:: Document segment ::
========================
Second, I must congratulate James Lepp on a well-played match. You played great and you deserved to advance. I wish you continued success my friend. I feel honored to have met you and forged the friendship that we have.

Ok, onto what people want to hear, my thoughts on what turned out to be my last show on Big Break Greenbrier. Just like any morning, there were nerves about the upcoming day. Today was no different, but I made sure to focus on what was most important, I was still here and I had a chance to continue this journey. When the time came I reminded myself to play each immunity challenge to the best of my ability and let the chips fall where they may.

The first immunity challenge brought memories of playing basketball horse as a kid with the Bendel boys, just this one was called ‘Break’ for obvious reasons. I liked how the challenge was going to play out. Best shot would not be awarded a letter and that same player could assign a letter. I wasn't too thrilled about that part because it was like calling out other players, which wasn't what I thought the challenge should be about. Maybe the worst shot should have just been awarded an extra letter, but you know Big Break. It was already a tough enough challenge considering you had no idea where players would pick shots. Most immunity challenges are spelled out, this one was anything but.
========================
:: Record extracts ::
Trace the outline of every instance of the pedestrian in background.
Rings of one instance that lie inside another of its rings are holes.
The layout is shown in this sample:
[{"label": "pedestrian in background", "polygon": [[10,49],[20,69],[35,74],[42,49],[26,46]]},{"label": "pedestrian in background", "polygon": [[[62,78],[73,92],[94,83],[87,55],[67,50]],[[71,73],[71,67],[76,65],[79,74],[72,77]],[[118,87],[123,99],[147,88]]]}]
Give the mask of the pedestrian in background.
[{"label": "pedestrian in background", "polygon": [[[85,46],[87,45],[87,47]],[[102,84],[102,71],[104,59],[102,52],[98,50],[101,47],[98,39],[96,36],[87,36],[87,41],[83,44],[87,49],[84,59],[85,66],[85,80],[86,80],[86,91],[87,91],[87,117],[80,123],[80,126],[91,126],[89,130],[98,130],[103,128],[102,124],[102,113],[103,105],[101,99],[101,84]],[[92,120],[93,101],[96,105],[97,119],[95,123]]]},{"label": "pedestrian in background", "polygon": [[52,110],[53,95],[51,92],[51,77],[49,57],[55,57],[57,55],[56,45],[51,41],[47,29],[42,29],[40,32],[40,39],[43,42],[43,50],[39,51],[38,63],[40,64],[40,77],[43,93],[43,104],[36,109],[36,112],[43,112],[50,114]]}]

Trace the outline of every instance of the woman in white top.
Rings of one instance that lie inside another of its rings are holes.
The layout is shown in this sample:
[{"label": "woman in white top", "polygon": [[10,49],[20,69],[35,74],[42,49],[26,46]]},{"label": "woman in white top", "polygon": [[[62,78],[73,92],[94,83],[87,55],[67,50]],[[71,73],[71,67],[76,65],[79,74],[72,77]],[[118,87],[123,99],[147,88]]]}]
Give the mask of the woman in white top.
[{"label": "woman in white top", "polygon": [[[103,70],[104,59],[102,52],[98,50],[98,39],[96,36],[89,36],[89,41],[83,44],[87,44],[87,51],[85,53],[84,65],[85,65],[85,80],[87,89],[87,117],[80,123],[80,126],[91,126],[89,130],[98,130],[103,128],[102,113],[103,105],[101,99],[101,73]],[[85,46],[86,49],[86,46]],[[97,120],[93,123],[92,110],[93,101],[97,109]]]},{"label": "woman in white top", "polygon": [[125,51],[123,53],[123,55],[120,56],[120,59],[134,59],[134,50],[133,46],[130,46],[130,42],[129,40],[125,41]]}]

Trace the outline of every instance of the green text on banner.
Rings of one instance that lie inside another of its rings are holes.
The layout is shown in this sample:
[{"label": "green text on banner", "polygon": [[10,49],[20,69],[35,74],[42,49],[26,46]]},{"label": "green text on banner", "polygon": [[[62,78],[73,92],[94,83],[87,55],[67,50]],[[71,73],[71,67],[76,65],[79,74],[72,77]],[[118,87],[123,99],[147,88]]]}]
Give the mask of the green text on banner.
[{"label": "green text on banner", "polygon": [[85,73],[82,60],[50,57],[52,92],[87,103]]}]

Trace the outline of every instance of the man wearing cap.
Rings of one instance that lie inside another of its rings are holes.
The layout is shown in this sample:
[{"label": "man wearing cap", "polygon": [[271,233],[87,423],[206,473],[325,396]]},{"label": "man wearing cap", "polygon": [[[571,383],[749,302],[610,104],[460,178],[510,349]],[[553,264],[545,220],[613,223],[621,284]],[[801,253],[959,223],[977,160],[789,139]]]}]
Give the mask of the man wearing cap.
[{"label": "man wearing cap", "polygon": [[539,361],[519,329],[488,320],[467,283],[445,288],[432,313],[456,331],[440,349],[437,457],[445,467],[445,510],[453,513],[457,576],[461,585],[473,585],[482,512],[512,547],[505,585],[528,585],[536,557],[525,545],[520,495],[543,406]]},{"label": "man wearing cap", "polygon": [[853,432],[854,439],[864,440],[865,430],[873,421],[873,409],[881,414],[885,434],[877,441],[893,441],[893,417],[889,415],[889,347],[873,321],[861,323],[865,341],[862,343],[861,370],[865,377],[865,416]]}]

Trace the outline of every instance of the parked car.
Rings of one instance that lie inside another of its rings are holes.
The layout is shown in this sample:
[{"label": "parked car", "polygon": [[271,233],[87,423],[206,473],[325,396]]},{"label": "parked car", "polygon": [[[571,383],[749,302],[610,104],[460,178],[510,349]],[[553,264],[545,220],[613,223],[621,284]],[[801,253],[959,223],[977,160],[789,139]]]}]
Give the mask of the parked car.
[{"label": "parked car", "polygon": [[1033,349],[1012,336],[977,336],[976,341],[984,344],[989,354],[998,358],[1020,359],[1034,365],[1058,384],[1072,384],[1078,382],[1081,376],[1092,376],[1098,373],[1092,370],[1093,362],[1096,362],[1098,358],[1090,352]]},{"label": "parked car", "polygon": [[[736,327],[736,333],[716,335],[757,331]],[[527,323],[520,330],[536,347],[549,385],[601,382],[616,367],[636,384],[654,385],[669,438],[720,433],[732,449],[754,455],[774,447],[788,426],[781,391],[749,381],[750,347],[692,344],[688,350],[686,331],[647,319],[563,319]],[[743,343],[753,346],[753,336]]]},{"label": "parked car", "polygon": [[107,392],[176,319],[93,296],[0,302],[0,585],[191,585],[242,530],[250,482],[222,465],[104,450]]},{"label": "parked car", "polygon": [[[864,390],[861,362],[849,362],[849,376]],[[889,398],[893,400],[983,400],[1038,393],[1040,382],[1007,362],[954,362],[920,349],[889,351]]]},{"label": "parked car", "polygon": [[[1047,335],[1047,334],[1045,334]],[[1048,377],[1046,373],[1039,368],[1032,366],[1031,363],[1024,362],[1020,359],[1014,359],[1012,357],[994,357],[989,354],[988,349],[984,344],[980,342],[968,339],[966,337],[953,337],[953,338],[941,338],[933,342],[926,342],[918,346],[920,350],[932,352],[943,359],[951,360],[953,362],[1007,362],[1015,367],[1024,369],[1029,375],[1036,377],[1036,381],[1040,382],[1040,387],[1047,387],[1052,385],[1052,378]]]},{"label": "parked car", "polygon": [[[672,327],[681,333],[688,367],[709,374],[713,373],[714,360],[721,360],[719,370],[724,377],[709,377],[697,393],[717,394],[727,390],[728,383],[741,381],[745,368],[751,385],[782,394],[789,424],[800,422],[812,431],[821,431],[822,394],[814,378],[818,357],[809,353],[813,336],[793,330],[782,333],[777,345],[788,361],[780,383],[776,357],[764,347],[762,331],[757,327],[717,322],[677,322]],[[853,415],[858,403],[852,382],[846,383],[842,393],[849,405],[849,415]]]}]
========================
:: Exercise requirements ::
1 – Answer these questions on the Big Break Greenbrier post:
(a) Whom does the writer congratulate on a well-played match?
(b) What did the writer resolve to do in each immunity challenge?
(c) What was the first immunity challenge called?
2 – Can you write the next part of the Big Break Greenbrier post, picking up after its final sentence?

:: Outputs for the tasks ::
1 –
(a) James Lepp.
(b) Play each immunity challenge to the best of their ability and let the chips fall where they may.
(c) 'Break'.

2 –
When Mark picked the bunker shot with the first shot, I was happy because I would consider myself a very good bunker player. Turns out that my feelings were correct and I won location one, but that's where the fun ended. I picked James for no rhyme or reason to assign a letter to. I was second to choose a location and looking at this hole, there were so many fun locations. I chose a 'trouble' semi-blind shot over a huge mound. I thought it would make guys think more than just execute the shot. I was pretty happy about my shot and thought it really had a great chance to stand up. Wrong! James won and there was no surprise who would get the extra letter. Touché. This is where the challenge, in my opinion, got very bland. The third location was played from around the 130-yard area. I wasn't thrilled with this number because it's a 'tweener' for me. I wasn't carrying a gap wedge so it was either a very hard sand wedge or taking a little off a pitching wedge.  The sand wedge was the right play, but it brought so many variables into play for me.  The main variable was I had to hit it very hard and perfect to carry that distance. Going to pitching wedge was tough because, although it was plenty of club, there would be very little spin.  With already very firm greens, getting close was going to be pretty tough. This shot didn't turn out well for me in the standings.  I was really disappointed because there was the opportunity to use so much imagination here. Regardless of how it turned out for me, I was eventually eliminated when Isaac gave me my last letter, but afterwards he paid me a great compliment. He simply said, 'I gave you the last letter because you're probably the best wedge player.'  Thanks Squatch.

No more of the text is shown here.